● PROBLEM DETAILS:
Pull out every line of the records below that contains the word "pastry", and leave out all other lines.

● DATA EXTRACT:
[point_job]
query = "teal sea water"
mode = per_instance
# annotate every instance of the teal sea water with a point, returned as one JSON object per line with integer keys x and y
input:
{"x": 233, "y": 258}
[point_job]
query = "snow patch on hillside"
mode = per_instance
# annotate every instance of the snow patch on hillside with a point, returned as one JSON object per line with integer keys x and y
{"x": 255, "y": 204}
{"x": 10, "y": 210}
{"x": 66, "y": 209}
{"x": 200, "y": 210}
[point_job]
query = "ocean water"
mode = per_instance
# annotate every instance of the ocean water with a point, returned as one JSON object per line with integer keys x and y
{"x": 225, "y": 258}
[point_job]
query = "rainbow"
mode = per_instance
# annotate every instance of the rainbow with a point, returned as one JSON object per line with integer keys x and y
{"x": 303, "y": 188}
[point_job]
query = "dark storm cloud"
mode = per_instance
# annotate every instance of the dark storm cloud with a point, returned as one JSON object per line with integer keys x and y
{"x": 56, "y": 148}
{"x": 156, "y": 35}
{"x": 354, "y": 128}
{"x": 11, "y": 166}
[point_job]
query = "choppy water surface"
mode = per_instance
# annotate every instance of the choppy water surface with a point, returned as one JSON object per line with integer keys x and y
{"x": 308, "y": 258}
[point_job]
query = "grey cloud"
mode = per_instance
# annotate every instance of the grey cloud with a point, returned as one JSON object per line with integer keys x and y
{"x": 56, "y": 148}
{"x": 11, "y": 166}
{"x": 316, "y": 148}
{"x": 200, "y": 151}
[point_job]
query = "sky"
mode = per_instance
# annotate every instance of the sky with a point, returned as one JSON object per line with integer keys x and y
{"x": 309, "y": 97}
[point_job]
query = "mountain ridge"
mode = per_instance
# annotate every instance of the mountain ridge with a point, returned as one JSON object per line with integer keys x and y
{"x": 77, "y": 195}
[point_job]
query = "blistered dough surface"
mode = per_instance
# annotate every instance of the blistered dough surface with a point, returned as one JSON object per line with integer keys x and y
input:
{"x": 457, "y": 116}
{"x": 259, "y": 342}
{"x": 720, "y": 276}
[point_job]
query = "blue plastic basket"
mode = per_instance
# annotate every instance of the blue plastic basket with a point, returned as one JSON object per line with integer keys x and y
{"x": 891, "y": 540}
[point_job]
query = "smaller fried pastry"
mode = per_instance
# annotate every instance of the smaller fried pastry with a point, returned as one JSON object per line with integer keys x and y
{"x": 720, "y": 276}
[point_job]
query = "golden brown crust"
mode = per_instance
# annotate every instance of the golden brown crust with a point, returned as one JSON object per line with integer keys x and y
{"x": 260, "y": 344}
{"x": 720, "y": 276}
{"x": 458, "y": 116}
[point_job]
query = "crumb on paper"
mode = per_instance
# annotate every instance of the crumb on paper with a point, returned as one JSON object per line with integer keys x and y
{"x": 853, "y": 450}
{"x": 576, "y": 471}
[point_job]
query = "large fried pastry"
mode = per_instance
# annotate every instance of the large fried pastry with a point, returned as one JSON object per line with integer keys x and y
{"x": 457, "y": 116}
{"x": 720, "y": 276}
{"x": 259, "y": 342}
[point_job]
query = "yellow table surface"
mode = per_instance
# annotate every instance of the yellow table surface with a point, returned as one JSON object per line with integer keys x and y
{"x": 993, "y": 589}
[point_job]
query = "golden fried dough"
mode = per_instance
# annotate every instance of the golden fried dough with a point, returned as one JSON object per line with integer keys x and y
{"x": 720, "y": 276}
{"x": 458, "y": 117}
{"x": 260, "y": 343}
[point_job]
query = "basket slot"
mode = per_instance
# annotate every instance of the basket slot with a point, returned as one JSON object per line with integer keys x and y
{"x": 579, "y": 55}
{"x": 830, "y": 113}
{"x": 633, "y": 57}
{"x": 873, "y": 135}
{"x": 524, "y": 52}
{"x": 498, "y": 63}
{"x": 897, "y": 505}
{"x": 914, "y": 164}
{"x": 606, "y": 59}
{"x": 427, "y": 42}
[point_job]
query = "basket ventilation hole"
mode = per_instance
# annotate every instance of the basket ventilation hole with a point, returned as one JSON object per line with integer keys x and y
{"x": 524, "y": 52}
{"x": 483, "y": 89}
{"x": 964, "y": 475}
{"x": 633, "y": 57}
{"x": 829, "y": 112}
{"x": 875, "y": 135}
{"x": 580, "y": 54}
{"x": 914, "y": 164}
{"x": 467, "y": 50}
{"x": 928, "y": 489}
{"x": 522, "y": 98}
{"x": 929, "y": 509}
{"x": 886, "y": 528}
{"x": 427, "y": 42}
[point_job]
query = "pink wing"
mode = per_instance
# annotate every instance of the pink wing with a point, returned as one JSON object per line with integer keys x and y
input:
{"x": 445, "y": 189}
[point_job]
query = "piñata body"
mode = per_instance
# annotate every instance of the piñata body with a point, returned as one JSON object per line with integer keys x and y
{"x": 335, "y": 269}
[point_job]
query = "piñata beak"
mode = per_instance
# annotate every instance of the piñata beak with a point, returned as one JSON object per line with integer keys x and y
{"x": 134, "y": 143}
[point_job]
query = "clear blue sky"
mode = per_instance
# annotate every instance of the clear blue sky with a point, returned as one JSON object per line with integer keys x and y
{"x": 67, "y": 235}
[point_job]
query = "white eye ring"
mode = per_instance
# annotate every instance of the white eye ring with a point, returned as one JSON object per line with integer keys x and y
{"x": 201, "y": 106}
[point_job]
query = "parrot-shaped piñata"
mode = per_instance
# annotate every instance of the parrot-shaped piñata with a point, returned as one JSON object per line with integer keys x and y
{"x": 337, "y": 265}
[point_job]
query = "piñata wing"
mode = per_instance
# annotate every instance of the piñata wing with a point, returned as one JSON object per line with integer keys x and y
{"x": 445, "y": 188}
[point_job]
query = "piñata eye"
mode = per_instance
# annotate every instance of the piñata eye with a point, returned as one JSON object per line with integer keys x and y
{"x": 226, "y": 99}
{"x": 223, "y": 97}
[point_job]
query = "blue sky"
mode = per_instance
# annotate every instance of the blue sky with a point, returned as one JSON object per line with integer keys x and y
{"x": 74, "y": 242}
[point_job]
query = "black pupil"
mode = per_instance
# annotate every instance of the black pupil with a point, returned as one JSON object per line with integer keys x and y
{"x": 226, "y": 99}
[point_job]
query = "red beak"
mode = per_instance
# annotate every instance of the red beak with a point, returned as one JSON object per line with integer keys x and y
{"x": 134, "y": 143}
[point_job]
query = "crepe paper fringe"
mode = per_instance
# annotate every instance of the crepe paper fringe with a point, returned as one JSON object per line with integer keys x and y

● ANSWER TO THIS EXERCISE:
query = "smaller fried pastry"
# annotate every instance of the smaller fried pastry with a point, returned as one JSON object per line with integer keys x and y
query = "large fried pastry"
# annotate every instance of the large fried pastry with a point, returned as one JSON object per line with integer keys x and y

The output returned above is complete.